(Labeled shape records):
==========
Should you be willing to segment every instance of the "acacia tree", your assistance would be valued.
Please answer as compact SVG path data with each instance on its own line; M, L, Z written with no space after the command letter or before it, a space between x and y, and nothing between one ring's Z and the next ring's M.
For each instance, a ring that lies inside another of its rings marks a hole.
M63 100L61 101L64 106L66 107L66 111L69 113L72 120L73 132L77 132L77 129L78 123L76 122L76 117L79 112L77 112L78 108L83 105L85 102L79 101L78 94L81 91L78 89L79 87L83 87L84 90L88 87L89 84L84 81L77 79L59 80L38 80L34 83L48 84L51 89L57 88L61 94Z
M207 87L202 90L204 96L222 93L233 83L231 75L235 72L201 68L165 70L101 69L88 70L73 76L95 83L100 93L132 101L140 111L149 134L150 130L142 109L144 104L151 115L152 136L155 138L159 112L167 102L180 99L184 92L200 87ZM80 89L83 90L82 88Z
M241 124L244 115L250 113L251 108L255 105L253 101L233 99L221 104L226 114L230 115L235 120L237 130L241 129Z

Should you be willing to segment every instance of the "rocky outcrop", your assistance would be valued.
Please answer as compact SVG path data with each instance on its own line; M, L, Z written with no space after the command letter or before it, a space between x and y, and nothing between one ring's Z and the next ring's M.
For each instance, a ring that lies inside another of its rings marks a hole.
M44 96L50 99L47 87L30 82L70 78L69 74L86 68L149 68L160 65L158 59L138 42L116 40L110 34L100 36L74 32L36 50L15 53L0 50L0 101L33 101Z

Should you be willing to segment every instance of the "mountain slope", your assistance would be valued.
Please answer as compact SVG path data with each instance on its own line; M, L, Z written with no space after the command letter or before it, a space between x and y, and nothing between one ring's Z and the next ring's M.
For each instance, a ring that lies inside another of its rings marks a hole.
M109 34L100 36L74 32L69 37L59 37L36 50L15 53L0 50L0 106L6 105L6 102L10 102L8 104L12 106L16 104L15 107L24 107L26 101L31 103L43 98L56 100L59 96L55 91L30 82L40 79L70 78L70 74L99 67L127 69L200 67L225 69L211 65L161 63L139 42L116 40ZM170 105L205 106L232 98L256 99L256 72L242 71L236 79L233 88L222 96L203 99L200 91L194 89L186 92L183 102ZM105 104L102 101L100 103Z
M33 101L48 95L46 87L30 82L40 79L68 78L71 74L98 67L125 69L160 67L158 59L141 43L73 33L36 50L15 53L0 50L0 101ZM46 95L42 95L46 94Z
==========
Reproduce the records above line for line, leaving every character as it stands.

(OUTPUT OF THE TASK):
Should you be willing to segment every instance of the "acacia tree", your assistance would be valued.
Please answer as compact SVG path data with each instance on its own line; M, L, Z written with no space after the command letter or before it, a space between x and y, and nothing between one ring's Z and the next ring's M.
For each instance, a ring that lies inside another of its rings marks a hole.
M63 100L61 101L64 106L66 107L66 111L69 113L72 120L73 132L77 132L77 129L78 123L76 122L76 117L79 112L77 112L78 108L83 105L85 102L79 101L78 94L81 91L78 89L79 87L83 87L84 90L88 87L89 84L84 81L77 79L59 80L38 80L34 83L48 84L51 89L57 88L61 94Z
M207 87L202 90L204 96L222 93L233 83L231 75L235 72L201 68L165 70L101 69L88 70L73 76L95 83L100 93L132 101L140 111L149 134L150 130L142 109L144 104L151 115L152 136L155 138L159 112L167 102L180 99L184 92L200 87ZM80 89L83 90L82 88Z
M241 124L244 115L250 113L251 108L255 105L253 101L233 99L221 104L226 114L230 115L235 120L237 130L241 129Z

Should you be willing to segment every instance of the "rocky outcrop", your assistance would be valued.
Please answer as compact SVG path data with each instance on its own line; M, L, Z written with no space after the command letter or before it, a space between x and y, and nothing between one ring's Z and the next ring's M.
For each instance, a ring that lies inside another of its rings marks a hole.
M44 96L50 99L47 87L30 82L70 78L69 74L86 68L149 68L160 65L158 59L138 42L116 40L110 34L100 36L74 32L36 50L15 53L0 50L0 101L33 101Z

Should you be willing to segment every instance of the "mountain slope", your assistance would be valued.
Please answer as compact SVG path data with each instance on its own line; M, L, Z written with no space after the command letter or before it, a space between x and y, and nothing between one ring's Z and the next ring's M.
For each instance, a ring that lies inside another of its rings marks a hole.
M109 34L100 36L74 32L69 37L59 37L36 50L15 53L0 50L0 106L6 105L6 102L10 102L8 104L12 106L16 104L15 107L24 107L26 101L31 103L43 98L56 100L59 96L55 91L30 82L40 79L70 78L70 74L99 67L127 69L200 67L225 69L211 65L161 63L139 42L116 40ZM170 105L205 106L232 98L256 99L256 72L242 71L236 79L233 88L222 96L203 99L200 91L194 89L186 92L183 102ZM105 104L102 101L100 103Z
M33 101L48 95L46 87L30 82L40 79L68 78L71 74L98 67L125 69L160 67L158 59L141 43L73 33L36 50L15 53L0 50L0 101ZM46 95L42 95L46 94Z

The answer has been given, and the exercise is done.